◆ INFORMATION PROVIDED:
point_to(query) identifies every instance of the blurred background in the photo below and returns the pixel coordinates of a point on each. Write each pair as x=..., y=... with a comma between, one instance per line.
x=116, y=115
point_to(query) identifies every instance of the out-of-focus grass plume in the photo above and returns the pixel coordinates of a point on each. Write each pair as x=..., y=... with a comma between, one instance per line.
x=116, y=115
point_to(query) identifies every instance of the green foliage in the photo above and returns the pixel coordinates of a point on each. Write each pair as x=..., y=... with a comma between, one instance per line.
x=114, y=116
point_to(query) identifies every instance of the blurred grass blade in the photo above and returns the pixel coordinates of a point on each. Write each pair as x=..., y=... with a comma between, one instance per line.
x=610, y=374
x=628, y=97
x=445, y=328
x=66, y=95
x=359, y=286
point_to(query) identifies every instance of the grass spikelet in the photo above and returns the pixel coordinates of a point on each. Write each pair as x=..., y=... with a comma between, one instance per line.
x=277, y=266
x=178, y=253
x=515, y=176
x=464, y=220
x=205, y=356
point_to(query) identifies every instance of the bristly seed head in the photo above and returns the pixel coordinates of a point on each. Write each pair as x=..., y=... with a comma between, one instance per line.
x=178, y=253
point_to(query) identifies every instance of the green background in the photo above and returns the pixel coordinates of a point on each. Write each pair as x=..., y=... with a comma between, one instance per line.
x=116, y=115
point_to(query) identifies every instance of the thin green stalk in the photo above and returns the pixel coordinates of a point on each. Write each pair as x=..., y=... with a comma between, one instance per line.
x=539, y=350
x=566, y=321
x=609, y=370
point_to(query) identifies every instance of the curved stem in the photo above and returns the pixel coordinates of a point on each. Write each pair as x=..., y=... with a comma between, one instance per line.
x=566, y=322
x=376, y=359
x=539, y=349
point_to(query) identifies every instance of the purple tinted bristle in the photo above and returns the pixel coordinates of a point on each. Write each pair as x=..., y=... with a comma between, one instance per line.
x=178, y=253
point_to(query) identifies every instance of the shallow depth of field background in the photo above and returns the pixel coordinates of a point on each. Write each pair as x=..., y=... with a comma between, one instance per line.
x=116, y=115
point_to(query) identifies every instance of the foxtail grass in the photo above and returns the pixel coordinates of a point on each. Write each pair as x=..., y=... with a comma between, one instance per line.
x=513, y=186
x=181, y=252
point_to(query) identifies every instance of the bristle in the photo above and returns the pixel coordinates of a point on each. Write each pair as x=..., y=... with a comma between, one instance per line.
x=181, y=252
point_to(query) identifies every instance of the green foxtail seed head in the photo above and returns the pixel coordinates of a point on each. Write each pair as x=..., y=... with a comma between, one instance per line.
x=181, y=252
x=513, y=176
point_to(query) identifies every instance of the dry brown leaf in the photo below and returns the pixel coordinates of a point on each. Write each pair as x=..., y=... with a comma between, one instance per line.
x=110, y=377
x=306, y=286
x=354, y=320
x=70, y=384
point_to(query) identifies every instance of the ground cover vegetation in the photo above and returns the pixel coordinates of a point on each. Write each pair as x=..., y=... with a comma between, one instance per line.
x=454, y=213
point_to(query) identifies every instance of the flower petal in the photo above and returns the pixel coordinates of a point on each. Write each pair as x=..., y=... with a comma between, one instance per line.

◆ PROBLEM TO WORK ON: Set down each entry above again exactly as it reads.

◆ ANSWER BOX:
point_to(query) identifies every instance of the blurred background in the photo below and returns the pixel coordinates of a point on each. Write each pair as x=..., y=... with a comma between, one instance per line.
x=116, y=115
point_to(query) identifies every instance of the out-of-focus grass plume in the photo above and returns the pixel coordinates of a point on each. Write each pair as x=..., y=... with a comma between, one instance per line.
x=116, y=115
point_to(query) identifies every instance of the green foliage in the photo above and returns the pixel coordinates of a point on each. Write each pair as x=..., y=... with a comma between, one instance per line.
x=114, y=116
point_to(query) identifies every instance of the blurred grass blade in the photo above and returns the pixel coordinates of a point on each. Write each pair as x=..., y=... with a comma between, one instance per line.
x=610, y=374
x=628, y=97
x=445, y=328
x=66, y=95
x=359, y=286
point_to(query) identifies every instance of the grass spikelet in the photo above and returns the pixel coordinates of a point on each. Write each pair as x=..., y=... with a comma between, one instance per line.
x=277, y=266
x=178, y=253
x=515, y=176
x=464, y=220
x=205, y=356
point_to(query) identifies every instance of the bristly seed head in the photo above and returns the pixel coordinates of a point on each. Write each pair as x=..., y=... with a comma between, one instance per line.
x=178, y=253
point_to(query) identifies every instance of the green background in the photo above and returns the pixel coordinates of a point on each. Write each pair as x=..., y=... with a comma between, one instance per line.
x=116, y=115
point_to(query) identifies every instance of the thin green stalk in the photo above and returns the pixel coordinates of a point on each. Write each pair as x=..., y=... with a comma between, one instance per line.
x=539, y=350
x=566, y=321
x=609, y=370
point_to(query) identifies every instance of the curved stem in the photo above and returns the pixel coordinates of a point on each. Write each pair as x=..., y=... with a comma between, one instance per line.
x=566, y=322
x=376, y=359
x=539, y=349
point_to(query) identifies every instance of the purple tinted bristle in the photo above and returns the pixel coordinates of a point on each. Write each pair as x=..., y=... with a comma between, one instance per line.
x=178, y=253
point_to(query) identifies every instance of the shallow depth of field background in the photo above and returns the pixel coordinates of a point on each. Write each pair as x=..., y=... with a comma between, one instance per line.
x=116, y=115
point_to(query) identifies every instance of the foxtail grass in the photo above and returns the pixel coordinates of a point on each. Write each pair as x=..., y=... with a comma between, one instance per line.
x=513, y=186
x=181, y=252
point_to(query) identifies every instance of the bristle in the photo above and returns the pixel coordinates of a point on each. Write each pair as x=..., y=... with a comma between, one instance per line.
x=181, y=252
point_to(query) identifies every instance of the green foxtail seed head in the photo above and returns the pixel coordinates of a point on each. Write each pair as x=..., y=... with a comma between, one instance per line.
x=181, y=252
x=513, y=176
point_to(query) identifies every instance of the dry brown leaf in the photo below and returns the pixel coordinates of a point on each. Write each pair as x=..., y=... with a comma between, one instance per line.
x=110, y=377
x=306, y=286
x=354, y=320
x=70, y=384
point_to(query) identifies every instance of the ground cover vegetation in the photo above and returns the pixel coordinates of a point on each. Write each pair as x=..., y=... with a comma between, one instance per line.
x=454, y=213
point_to(query) identifies every instance of the flower petal in the photo above and returns the pixel coordinates of a point on each. Write each pair as x=..., y=... with a comma between, one instance per line.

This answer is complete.